- [Arbeitsanweisung]:
Gib aus dem Bericht über das Dschungelcamp unten die Textstelle zwischen „Zunächst mal hatten“ und „wenig unbequem sein.“ wortgetreu aus, beide Grenzen eingeschlossen.

- [Dokument]:
☆ ☆ ☆

Zunächst mal hatten wir Uncle Tan's gefunden, gleichzeitig Unterkunft und Ausgangsort für dreitägige Expeditionen in Uncle Tan's Wildlife Camp, welches man von Sepilog aus in gut zwei Stunden Auto und einer Stunde Bootsfahrt erreichen kann. Diese Bootsfahrt ist dankenswerterweise aber auf einem sehr, sehr ruhigen Fluss und birgt keinerlei Erinnerungen an Indonesien.

Für uns war das Wildlife Camp ein guter Kompromiss, da wir die Idee eines Luxushotels im Dschungel - wie zum Beispiel die Borneo Rainforest Lodge - für grob deplatziert hielten. Aus Zeit- und Ausrüstungsgründen war es uns vielleicht nicht möglich gewesen, ein vernünftiges[1] Dschungeltrekking im Maliau Becken durchzuführen, aber dann sollte es doch zumindest ein wenig unbequem sein.

Und so hatten wir es dann ja auch. Nach einer Stunde am Fluss kamen wir in ein kleines, erstaunlich gut gepflegtes, minimalistisches Camp im Urwald. O-Ton auf der Homepage von Uncle Tan: “We might have moved up-river, but not up-market!”.

Das Camp ist ganz auf Holzstegen aufgebaut, da der Boden in der Regenzeit schon mal einen halben Meter unter Wasser steht. Darauf stehen dann ein halbes dutzend offene Hütten mit immer leicht feuchten Matratzen unter den Insektennetzen und einer kleinen Plastiktonne für Gepäck davor (die Ratten würden sich auf der Suche nach Lebensmitteln durch die Rucksäcke fressen). Folgt man dem Steg für ein paar Minuten, kommt man zu einem Holzverschlag mit drei Toiletten, vor dem ein paar Regenwassertonnen mit Schöpfkellen zwecks Klospülung stehen. Diese Kellen sind im übrigen gleichzeitig auch das, was einer Dusche hier am Nächsten kommt.

Abgesehen vom eher reduzierten Stil haben es sich das halbe dutzend junge Guides und Mitarbeiter hier sehr gemütlich gemacht. Es gibt ungezählte Hängematten, ein kleines Feld für eine Fußballvariante namens Shaolin Soccer, ein Badmingtonnetz mit Schlägern, sowie eine kleine Bar, für die alle paar Tage ein großer Eisblock über den Fluss herangeschafft wird. Nach Einbruch der Dunkelheit gibt es dann auch für ein paar Stunden Strom, bis zu Mitternacht der Generator abgeschälten wird.

☆ ☆ ☆

- [Datenauszug]:
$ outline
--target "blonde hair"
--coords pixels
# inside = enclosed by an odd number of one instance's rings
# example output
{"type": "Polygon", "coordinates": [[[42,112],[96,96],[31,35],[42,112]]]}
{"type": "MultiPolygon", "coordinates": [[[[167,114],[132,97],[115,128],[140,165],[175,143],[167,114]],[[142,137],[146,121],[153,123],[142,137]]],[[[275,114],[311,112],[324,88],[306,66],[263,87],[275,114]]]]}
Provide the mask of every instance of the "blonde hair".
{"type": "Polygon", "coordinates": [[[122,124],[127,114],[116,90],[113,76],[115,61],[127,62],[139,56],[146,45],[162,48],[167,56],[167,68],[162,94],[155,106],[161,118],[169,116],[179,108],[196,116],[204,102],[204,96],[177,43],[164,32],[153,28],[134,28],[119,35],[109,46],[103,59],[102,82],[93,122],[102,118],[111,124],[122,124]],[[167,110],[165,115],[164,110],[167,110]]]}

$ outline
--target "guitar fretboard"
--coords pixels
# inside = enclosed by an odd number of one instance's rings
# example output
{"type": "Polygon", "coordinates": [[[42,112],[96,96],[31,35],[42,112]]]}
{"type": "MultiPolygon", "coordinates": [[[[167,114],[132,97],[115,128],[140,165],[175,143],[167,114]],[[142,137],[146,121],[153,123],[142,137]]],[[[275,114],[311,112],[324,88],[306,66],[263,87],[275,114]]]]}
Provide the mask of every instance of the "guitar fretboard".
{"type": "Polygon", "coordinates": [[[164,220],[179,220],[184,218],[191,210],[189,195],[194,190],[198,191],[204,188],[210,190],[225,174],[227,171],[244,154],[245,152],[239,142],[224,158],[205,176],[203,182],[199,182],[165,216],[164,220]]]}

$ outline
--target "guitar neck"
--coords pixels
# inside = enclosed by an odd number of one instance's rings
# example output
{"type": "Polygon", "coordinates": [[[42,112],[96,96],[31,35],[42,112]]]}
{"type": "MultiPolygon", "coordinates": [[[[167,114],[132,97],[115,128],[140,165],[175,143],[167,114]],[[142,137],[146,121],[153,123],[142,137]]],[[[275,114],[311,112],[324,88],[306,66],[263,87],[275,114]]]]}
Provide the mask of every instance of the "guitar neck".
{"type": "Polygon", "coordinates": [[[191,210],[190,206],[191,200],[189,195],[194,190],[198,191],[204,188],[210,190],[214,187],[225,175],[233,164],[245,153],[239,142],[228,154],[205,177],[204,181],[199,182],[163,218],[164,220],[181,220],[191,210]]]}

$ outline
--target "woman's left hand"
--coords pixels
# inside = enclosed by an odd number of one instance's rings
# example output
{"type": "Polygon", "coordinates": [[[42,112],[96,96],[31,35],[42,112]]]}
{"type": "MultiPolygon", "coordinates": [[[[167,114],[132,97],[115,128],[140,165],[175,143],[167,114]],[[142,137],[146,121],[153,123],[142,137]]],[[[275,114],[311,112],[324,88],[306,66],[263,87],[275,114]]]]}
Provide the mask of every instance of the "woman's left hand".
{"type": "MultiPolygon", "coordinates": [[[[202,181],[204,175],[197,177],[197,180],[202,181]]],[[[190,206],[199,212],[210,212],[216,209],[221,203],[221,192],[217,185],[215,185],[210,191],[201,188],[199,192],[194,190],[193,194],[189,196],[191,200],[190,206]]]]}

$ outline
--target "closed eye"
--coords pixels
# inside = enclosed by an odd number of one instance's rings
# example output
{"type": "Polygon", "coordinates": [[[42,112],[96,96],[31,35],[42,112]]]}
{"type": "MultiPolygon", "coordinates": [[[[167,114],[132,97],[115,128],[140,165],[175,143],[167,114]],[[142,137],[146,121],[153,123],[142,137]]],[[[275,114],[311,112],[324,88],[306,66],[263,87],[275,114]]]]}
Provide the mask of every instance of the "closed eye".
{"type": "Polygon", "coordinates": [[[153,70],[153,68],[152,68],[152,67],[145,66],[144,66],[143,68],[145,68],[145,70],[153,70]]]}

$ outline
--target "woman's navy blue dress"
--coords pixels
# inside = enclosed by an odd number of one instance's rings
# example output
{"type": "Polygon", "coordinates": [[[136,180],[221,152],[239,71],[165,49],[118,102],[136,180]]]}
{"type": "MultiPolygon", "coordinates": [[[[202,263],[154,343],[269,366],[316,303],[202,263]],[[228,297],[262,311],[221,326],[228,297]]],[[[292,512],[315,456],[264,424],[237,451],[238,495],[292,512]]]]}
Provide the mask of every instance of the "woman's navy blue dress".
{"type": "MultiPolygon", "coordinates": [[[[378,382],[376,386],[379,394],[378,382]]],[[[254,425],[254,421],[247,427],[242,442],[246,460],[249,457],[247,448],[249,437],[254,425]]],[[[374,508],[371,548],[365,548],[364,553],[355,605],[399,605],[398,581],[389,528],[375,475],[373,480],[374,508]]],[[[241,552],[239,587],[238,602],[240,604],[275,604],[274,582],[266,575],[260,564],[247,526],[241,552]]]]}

☆ ☆ ☆

- [Das Ergebnis]:
Zunächst mal hatten wir Uncle Tan's gefunden, gleichzeitig Unterkunft und Ausgangsort für dreitägige Expeditionen in Uncle Tan's Wildlife Camp, welches man von Sepilog aus in gut zwei Stunden Auto und einer Stunde Bootsfahrt erreichen kann. Diese Bootsfahrt ist dankenswerterweise aber auf einem sehr, sehr ruhigen Fluss und birgt keinerlei Erinnerungen an Indonesien.

Für uns war das Wildlife Camp ein guter Kompromiss, da wir die Idee eines Luxushotels im Dschungel - wie zum Beispiel die Borneo Rainforest Lodge - für grob deplatziert hielten. Aus Zeit- und Ausrüstungsgründen war es uns vielleicht nicht möglich gewesen, ein vernünftiges[1] Dschungeltrekking im Maliau Becken durchzuführen, aber dann sollte es doch zumindest ein wenig unbequem sein.